[Start of Attachment]
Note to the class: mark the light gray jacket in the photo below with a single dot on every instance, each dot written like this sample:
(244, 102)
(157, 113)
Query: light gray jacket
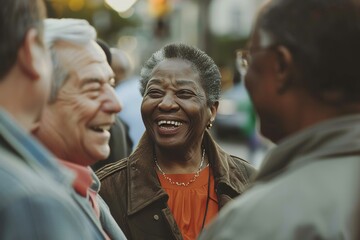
(307, 188)
(37, 200)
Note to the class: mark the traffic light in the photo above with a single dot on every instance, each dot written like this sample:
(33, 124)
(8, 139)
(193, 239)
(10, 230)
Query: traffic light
(159, 8)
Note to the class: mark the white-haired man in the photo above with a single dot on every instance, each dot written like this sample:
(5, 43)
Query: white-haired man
(82, 107)
(37, 198)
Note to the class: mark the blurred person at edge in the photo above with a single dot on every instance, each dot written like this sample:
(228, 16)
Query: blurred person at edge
(178, 177)
(303, 78)
(81, 109)
(120, 143)
(128, 91)
(37, 197)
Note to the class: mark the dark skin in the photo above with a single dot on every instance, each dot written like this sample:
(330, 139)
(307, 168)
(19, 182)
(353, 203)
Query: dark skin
(284, 107)
(174, 93)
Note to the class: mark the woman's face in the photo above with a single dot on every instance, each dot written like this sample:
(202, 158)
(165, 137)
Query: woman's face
(174, 108)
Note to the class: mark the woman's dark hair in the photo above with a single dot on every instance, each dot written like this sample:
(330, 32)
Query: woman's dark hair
(208, 71)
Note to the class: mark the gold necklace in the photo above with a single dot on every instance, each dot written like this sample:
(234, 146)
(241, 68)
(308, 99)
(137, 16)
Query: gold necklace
(181, 183)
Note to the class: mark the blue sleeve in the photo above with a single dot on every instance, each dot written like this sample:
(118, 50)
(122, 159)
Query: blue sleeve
(41, 217)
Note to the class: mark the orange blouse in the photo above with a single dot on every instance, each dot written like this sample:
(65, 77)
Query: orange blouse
(188, 204)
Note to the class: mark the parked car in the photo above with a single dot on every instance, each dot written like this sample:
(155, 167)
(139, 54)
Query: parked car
(235, 115)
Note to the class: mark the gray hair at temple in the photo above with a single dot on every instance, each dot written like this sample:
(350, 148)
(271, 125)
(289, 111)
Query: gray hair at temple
(17, 17)
(323, 37)
(209, 73)
(75, 31)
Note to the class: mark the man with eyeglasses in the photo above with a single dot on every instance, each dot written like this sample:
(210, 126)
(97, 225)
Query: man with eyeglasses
(302, 73)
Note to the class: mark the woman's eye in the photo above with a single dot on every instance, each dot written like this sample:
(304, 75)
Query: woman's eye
(185, 94)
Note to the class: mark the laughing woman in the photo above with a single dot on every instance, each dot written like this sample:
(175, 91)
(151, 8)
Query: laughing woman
(178, 178)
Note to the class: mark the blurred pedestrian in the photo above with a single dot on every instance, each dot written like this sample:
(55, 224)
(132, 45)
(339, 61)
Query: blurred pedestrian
(82, 107)
(120, 143)
(37, 199)
(303, 79)
(128, 91)
(178, 177)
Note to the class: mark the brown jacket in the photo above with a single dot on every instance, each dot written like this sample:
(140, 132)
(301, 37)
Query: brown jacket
(137, 201)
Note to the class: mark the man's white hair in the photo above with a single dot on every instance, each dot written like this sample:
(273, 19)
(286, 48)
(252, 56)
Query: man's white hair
(77, 31)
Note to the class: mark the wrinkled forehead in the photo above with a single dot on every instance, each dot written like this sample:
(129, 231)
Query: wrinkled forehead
(84, 60)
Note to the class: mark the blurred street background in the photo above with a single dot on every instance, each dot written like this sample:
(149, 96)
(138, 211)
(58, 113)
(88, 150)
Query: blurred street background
(218, 27)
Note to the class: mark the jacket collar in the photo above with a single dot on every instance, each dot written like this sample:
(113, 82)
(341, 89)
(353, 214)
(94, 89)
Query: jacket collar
(331, 138)
(143, 184)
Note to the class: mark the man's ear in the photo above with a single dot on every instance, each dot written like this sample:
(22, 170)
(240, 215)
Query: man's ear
(29, 53)
(285, 68)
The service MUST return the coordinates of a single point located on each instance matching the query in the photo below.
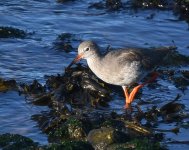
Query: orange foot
(130, 97)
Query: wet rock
(63, 1)
(176, 59)
(160, 4)
(142, 144)
(185, 74)
(72, 129)
(10, 32)
(101, 138)
(70, 145)
(64, 42)
(78, 87)
(16, 142)
(6, 85)
(111, 5)
(32, 89)
(182, 9)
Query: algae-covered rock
(160, 4)
(101, 138)
(72, 129)
(137, 144)
(10, 32)
(16, 142)
(71, 145)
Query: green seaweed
(16, 142)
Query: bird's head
(86, 49)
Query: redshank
(123, 67)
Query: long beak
(78, 57)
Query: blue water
(33, 57)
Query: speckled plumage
(124, 66)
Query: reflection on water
(33, 57)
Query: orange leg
(130, 97)
(127, 101)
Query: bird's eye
(87, 49)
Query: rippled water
(33, 57)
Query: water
(33, 57)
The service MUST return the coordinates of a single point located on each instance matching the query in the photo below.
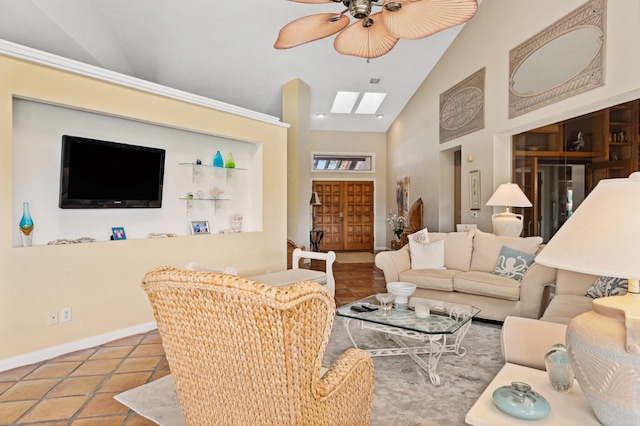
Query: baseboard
(78, 345)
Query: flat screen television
(98, 174)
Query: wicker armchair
(243, 352)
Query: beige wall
(500, 25)
(357, 142)
(101, 281)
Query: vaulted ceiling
(223, 50)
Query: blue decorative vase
(231, 163)
(218, 161)
(26, 226)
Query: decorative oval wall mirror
(563, 60)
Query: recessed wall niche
(37, 142)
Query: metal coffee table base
(437, 345)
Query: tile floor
(78, 388)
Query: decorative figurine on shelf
(217, 160)
(236, 222)
(26, 226)
(231, 163)
(216, 192)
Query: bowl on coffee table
(401, 290)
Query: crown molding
(28, 54)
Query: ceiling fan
(374, 35)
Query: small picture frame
(474, 190)
(118, 233)
(199, 227)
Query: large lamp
(507, 223)
(602, 237)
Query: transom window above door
(342, 162)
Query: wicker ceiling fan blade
(310, 28)
(365, 42)
(421, 18)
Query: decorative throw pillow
(513, 263)
(424, 254)
(608, 286)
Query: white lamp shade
(602, 236)
(509, 195)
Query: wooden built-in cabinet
(559, 164)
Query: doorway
(345, 214)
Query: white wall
(37, 141)
(485, 41)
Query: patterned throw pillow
(513, 263)
(608, 286)
(425, 254)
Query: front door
(345, 214)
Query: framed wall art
(199, 227)
(118, 233)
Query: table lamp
(602, 238)
(315, 201)
(507, 223)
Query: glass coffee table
(441, 332)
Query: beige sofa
(569, 298)
(470, 258)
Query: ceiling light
(370, 103)
(344, 102)
(373, 35)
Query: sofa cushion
(458, 247)
(291, 276)
(487, 247)
(513, 263)
(608, 286)
(487, 284)
(434, 279)
(426, 255)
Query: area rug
(403, 394)
(354, 257)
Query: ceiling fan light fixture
(310, 28)
(393, 6)
(365, 42)
(360, 9)
(377, 34)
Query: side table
(567, 409)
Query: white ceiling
(222, 50)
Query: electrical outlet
(65, 314)
(53, 317)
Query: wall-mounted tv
(98, 174)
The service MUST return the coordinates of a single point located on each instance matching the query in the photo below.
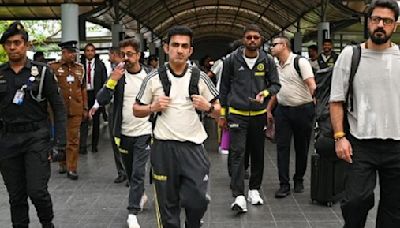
[End of Attachment]
#### Exercise
Each entry above must be repeated word for word, minus its images.

#### Task result
Note to the class: mark the light gray jacket in the photo below with a single dot on every instance, each dot written like this sample:
(244, 102)
(157, 113)
Query: light gray jacket
(307, 188)
(37, 200)
Note to the class: mark the traffic light in the photo above with a single dot on every instance, each dot written like this sample:
(33, 124)
(8, 139)
(193, 239)
(10, 230)
Query: traffic light
(159, 8)
Note to the class: mark the white-haired man in the photo above with a single dot on every instance, each dot written like this sample:
(5, 43)
Query: white-haired man
(82, 107)
(37, 198)
Note to the class: mark the blurred person at edge in the photo above with a single dot on every instance, each dot written like this sample:
(228, 16)
Query: blurred person at edge
(178, 177)
(303, 78)
(81, 109)
(120, 143)
(128, 91)
(37, 197)
Note to the class: mark the dark skin in the photo above with a single dot on every instance, each dot written like this sample:
(330, 139)
(307, 168)
(19, 182)
(353, 203)
Query: dark skin
(284, 107)
(174, 93)
Note to the class: mark the woman's face in the photo above with a single dot on every instance, each dot written like this sample:
(202, 158)
(165, 137)
Query: woman's face
(174, 108)
Note to the class: mark the woman's dark hair in the photo above with a single dot on every instance, each dot written like this sample:
(330, 32)
Query: woman's dark hair
(208, 71)
Note to the class: mark the gold necklace in the photo above with a single dot on every instance, each dot written like this sample:
(234, 146)
(241, 68)
(308, 99)
(137, 16)
Query: gold necklace
(181, 183)
Note to the class: mark the blue sleeve in the photo above with a single dot on every instance, each dot written like this sample:
(118, 50)
(122, 159)
Query: blue sleeve
(41, 217)
Note to the class: mark the orange blouse in the photo above with a single dot on every instance, each dot written like this sample:
(65, 77)
Query: orange blouse
(188, 204)
Note to the class: mark the parked car in the photo above with a single dot on every instance, each dot written like this sample:
(155, 167)
(139, 54)
Query: parked car
(235, 115)
Note to the class: mark the gray hair at temple in the photo above with a single dot on every instance, each dot written like this sample:
(350, 148)
(271, 125)
(289, 111)
Query: gray hair at temple
(17, 17)
(323, 37)
(209, 73)
(75, 31)
Note to the class: mark the man with eyeglasses in the photo above with a single dot on every instance, each dot written like this sample:
(210, 126)
(97, 225)
Query: man with eyeglasses
(302, 73)
Note to the class: mark the woman's eye in the photo above with a single dot on every instance, each dot written like this sample:
(304, 75)
Query: woman's eye
(185, 94)
Note to the class: mark the laughing woman in the photo above with a single dot on every instance, each dot written like this sample:
(175, 91)
(151, 8)
Query: laughing woman
(178, 178)
Note to the class: mark the blurred pedestrian in the photo above with a single dot on every instance, each dot written like this sample:
(55, 224)
(132, 45)
(339, 61)
Query: blurred pedestrian
(82, 107)
(120, 143)
(37, 199)
(303, 79)
(128, 91)
(178, 177)
Note to the class: mark the brown jacket in the photo above with a single dot on every instance, each dot written like this sample:
(140, 132)
(301, 37)
Query: brown jacket
(137, 201)
Note to the class: mark the man's white hair in the photo above with a single dot on every instance, each dot written like this sample:
(273, 19)
(286, 48)
(252, 56)
Query: man's white hair
(77, 31)
Note to the class: mark the wrinkled forehead in the photo above with a single dot on every instance, each dot written like this sample:
(129, 231)
Query: wrinkled forehead
(84, 60)
Note to the class: mark the blurred street background in the photo above with a single dot on every instance, each dot written like this sample:
(149, 96)
(138, 211)
(58, 113)
(88, 150)
Query: blurred street background
(218, 27)
Note to the class: mark the jacket collar in the photo above with a single dot on every instance, each dot written like this sample:
(113, 82)
(341, 89)
(353, 214)
(94, 89)
Query: jacket collar
(331, 138)
(143, 184)
Note to the class: mark the man's ear in the photo above with a single dot on every instance, each dot written like this sample:
(22, 170)
(240, 215)
Query: man's ear
(29, 53)
(285, 68)
The service MUST return the coordinates of a single point located on each instance matching the query in the photo below.
Query: orange foot
(130, 97)
Query: wet rock
(63, 1)
(176, 59)
(160, 4)
(142, 144)
(185, 74)
(72, 129)
(10, 32)
(101, 138)
(70, 145)
(64, 42)
(78, 87)
(16, 142)
(6, 85)
(111, 5)
(32, 89)
(182, 9)
Query: algae-covered rock
(160, 4)
(101, 138)
(72, 129)
(137, 144)
(10, 32)
(16, 142)
(71, 145)
Query: green seaweed
(16, 142)
Query: bird's head
(86, 49)
Query: redshank
(123, 67)
Query: long beak
(78, 57)
Query: blue water
(33, 57)
Query: speckled plumage
(124, 66)
Query: reflection on water
(33, 57)
Query: orange leg
(130, 97)
(127, 101)
Query: bird's eye
(87, 49)
Query: rippled water
(33, 57)
Query: water
(33, 57)
The service MUST return the coordinates of a single point located on each instance matching the query in the photo below.
Query: baseboard
(78, 345)
Query: flat screen television
(98, 174)
Query: wicker armchair
(243, 352)
Query: beige wall
(500, 25)
(357, 142)
(101, 281)
Query: vaulted ceiling
(223, 50)
Query: blue decorative vase
(231, 163)
(218, 161)
(26, 226)
Query: decorative oval wall mirror
(563, 60)
Query: recessed wall niche
(37, 142)
Query: metal coffee table base
(437, 345)
Query: tile floor
(78, 388)
Query: decorative figurine on shelf
(217, 160)
(236, 222)
(26, 226)
(231, 163)
(216, 192)
Query: bowl on coffee table
(401, 290)
Query: crown molding
(28, 54)
Query: ceiling fan
(374, 35)
Query: small picture frame
(474, 190)
(118, 233)
(199, 227)
Query: large lamp
(507, 223)
(602, 237)
Query: transom window above door
(342, 162)
Query: wicker ceiling fan blade
(310, 28)
(365, 42)
(421, 18)
Query: decorative throw pillow
(513, 263)
(424, 254)
(608, 286)
Query: white lamp shade
(602, 236)
(509, 195)
Query: wooden built-in cabinet
(559, 164)
Query: doorway
(345, 214)
Query: white wall
(37, 141)
(485, 41)
Query: patterned throw pillow
(513, 263)
(608, 286)
(425, 254)
Query: front door
(345, 214)
Query: framed wall art
(199, 227)
(118, 233)
Query: table lamp
(602, 238)
(315, 201)
(507, 223)
Query: glass coffee table
(441, 332)
Query: beige sofa
(569, 298)
(470, 258)
Query: ceiling light
(370, 103)
(344, 102)
(373, 35)
Query: sofa cushion
(458, 247)
(291, 276)
(487, 247)
(513, 263)
(608, 286)
(487, 284)
(434, 279)
(426, 255)
Query: area rug
(403, 394)
(354, 257)
Query: ceiling fan light fixture
(310, 28)
(393, 6)
(365, 42)
(360, 9)
(377, 34)
Query: side table
(567, 409)
Query: white ceiling
(222, 50)
Query: electrical outlet
(65, 314)
(53, 317)
Query: wall-mounted tv
(98, 174)
The service MUST return the coordinates of a single point located on each instance matching the query in the photo below.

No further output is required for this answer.